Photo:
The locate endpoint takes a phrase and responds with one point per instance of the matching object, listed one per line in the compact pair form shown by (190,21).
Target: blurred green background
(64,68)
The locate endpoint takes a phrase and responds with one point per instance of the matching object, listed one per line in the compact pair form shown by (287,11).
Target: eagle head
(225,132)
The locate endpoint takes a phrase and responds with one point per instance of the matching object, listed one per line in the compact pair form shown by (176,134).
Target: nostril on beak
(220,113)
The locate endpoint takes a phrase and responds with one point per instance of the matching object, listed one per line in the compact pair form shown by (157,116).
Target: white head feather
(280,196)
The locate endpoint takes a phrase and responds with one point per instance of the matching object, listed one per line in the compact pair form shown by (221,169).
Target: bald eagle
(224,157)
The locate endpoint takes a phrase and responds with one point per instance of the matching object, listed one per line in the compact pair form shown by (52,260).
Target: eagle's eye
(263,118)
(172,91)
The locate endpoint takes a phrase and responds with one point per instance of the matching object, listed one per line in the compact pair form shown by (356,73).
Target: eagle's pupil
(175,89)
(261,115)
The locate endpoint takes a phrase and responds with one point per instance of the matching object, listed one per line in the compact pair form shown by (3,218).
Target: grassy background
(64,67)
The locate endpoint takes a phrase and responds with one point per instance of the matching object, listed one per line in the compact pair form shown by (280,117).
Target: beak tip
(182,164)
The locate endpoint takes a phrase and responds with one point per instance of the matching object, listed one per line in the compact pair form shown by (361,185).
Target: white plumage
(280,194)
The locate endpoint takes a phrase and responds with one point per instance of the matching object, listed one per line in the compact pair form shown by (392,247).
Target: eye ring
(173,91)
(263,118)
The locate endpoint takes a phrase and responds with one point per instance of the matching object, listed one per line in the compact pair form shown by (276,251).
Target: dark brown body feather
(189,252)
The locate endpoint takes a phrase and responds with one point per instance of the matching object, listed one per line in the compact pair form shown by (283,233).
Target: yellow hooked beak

^^^^^^^^

--- BRIEF ---
Copy the whole listing above line for line, leaving every character unchanged.

--- THE RESULT ---
Photo:
The locate endpoint takes a phrase and responds with one point per instance of the matching object, listed one per line in the compact pair form shown by (190,21).
Target: blurred green background
(64,68)
The locate endpoint takes a phrase and responds with one point per instance of the matching object, listed one per line in the compact pair form shown by (287,11).
Target: eagle head
(225,132)
The locate endpoint takes a phrase and responds with one point per instance of the matching object, listed one per line in the compact pair form shown by (176,134).
Target: nostril on beak
(220,113)
The locate endpoint takes a phrase and responds with one point per instance of the matching object, listed one per line in the compact pair form shown by (157,116).
Target: white head feather
(280,196)
The locate endpoint takes a phrase and responds with one point per instance of the matching object, listed one per line in the compact pair form shown by (221,169).
Target: bald eagle
(224,157)
The locate endpoint takes a phrase and responds with one point per instance of the matching object, listed one per line in the compact pair form shown by (52,260).
Target: eagle's eye
(263,118)
(172,91)
The locate endpoint takes a phrase and responds with one point per instance of the matching object, listed one per line in the compact pair form shown by (356,73).
Target: eagle's pupil
(175,89)
(261,115)
The locate endpoint takes a phrase and responds with one point per instance of the matching object, listed one per line in the compact pair form shown by (3,218).
Target: grassy background
(64,67)
The locate endpoint takes a phrase and responds with one point per instance of the matching object, listed one per line in the compact pair form shown by (280,117).
Target: beak tip
(182,164)
The locate endpoint takes a phrase and responds with one point per instance of the matching object, listed one per line in the compact pair form shown by (361,185).
Target: white plumage
(280,194)
The locate endpoint takes a phrase and responds with one point per instance of the matching object, listed one per line in the compact pair form shown by (392,247).
Target: eye ring
(173,91)
(263,118)
The locate endpoint takes a phrase and responds with one point per instance of the matching object, listed one per line in the compact pair form shown by (276,251).
Target: dark brown body feather
(189,252)
The locate endpoint takes a phrase and responds with one point per instance of the matching object, listed one per line in the compact pair form shown by (283,233).
Target: yellow hooked beak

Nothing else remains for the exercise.